*Listed records*.
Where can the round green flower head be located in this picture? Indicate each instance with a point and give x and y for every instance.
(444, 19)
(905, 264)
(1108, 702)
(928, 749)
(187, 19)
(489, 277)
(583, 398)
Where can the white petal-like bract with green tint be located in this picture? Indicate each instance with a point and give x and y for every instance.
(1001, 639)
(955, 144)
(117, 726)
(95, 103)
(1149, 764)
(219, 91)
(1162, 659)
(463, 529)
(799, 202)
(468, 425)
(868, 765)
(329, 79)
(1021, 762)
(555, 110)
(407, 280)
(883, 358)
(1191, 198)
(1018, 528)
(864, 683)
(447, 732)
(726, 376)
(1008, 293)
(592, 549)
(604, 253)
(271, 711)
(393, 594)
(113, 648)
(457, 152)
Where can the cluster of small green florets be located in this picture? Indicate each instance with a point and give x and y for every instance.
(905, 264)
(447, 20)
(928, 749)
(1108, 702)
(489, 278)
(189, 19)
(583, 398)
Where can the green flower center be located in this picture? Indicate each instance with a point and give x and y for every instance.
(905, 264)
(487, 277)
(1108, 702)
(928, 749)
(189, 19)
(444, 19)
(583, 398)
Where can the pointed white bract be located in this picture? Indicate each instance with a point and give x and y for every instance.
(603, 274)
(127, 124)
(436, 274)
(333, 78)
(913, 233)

--

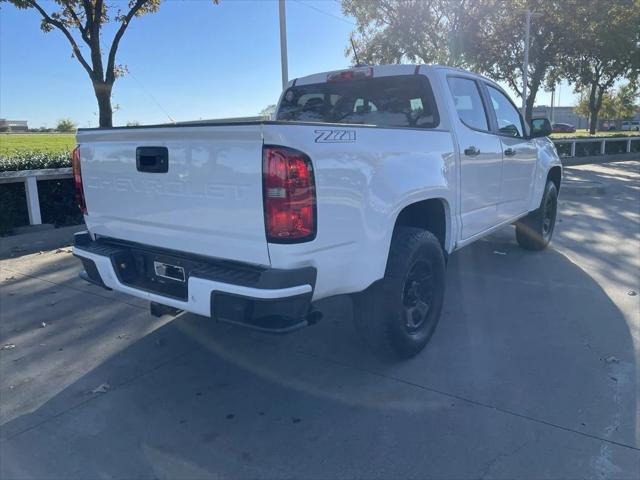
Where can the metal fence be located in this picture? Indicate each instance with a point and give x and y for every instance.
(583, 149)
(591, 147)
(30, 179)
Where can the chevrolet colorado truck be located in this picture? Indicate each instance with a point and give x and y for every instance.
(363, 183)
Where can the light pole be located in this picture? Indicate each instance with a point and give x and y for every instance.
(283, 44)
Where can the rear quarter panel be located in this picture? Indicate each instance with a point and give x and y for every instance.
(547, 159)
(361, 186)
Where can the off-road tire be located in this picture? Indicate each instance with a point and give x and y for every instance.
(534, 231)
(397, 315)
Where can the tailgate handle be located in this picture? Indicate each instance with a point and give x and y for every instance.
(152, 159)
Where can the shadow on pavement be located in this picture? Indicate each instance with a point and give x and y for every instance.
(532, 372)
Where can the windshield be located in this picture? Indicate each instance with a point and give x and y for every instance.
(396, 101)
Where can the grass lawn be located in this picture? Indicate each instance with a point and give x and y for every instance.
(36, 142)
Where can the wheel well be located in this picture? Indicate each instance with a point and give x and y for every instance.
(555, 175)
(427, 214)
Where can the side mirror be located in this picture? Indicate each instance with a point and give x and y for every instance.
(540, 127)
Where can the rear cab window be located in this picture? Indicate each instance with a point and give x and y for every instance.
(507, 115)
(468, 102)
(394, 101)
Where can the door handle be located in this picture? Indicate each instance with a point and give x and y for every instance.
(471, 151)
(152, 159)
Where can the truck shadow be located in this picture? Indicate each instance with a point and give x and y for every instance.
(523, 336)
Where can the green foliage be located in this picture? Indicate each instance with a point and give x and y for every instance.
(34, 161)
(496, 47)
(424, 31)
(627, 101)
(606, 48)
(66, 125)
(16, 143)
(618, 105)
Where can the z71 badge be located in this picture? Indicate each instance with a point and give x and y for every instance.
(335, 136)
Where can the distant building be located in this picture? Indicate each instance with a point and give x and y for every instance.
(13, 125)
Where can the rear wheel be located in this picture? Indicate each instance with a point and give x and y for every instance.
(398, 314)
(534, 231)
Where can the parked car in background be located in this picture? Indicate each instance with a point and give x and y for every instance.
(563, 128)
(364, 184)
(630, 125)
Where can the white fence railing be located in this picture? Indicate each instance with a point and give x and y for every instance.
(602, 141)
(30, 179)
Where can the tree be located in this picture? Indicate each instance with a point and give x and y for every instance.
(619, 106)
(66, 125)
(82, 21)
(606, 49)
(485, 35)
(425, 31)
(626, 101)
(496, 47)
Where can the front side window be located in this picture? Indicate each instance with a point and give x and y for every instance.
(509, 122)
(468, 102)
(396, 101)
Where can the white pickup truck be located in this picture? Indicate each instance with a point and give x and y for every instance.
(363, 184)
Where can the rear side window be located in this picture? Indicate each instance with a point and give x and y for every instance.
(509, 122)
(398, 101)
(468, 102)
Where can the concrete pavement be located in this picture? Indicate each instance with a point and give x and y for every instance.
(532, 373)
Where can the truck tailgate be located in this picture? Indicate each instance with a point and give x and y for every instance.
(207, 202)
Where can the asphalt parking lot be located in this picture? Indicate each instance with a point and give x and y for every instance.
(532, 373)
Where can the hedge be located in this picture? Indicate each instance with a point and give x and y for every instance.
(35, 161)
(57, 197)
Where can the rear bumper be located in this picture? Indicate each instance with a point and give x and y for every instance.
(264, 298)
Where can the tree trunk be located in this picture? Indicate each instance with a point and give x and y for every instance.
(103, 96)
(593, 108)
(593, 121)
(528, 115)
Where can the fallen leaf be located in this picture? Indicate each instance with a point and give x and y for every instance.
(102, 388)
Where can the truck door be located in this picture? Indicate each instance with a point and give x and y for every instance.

* * *

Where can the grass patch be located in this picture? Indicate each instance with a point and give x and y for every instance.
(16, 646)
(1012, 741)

*Aim of the task*.
Please find every line in the items above that contains the word "pavement" and copy each of those lines. Case counts.

*Complete answer*.
Where can the shadow on pavement be located in this picture? Indicate each instance with a point and give x and y for every instance.
Where can the concrete pavement be located in this picture? Indicate each instance with a point and give x and y for every instance.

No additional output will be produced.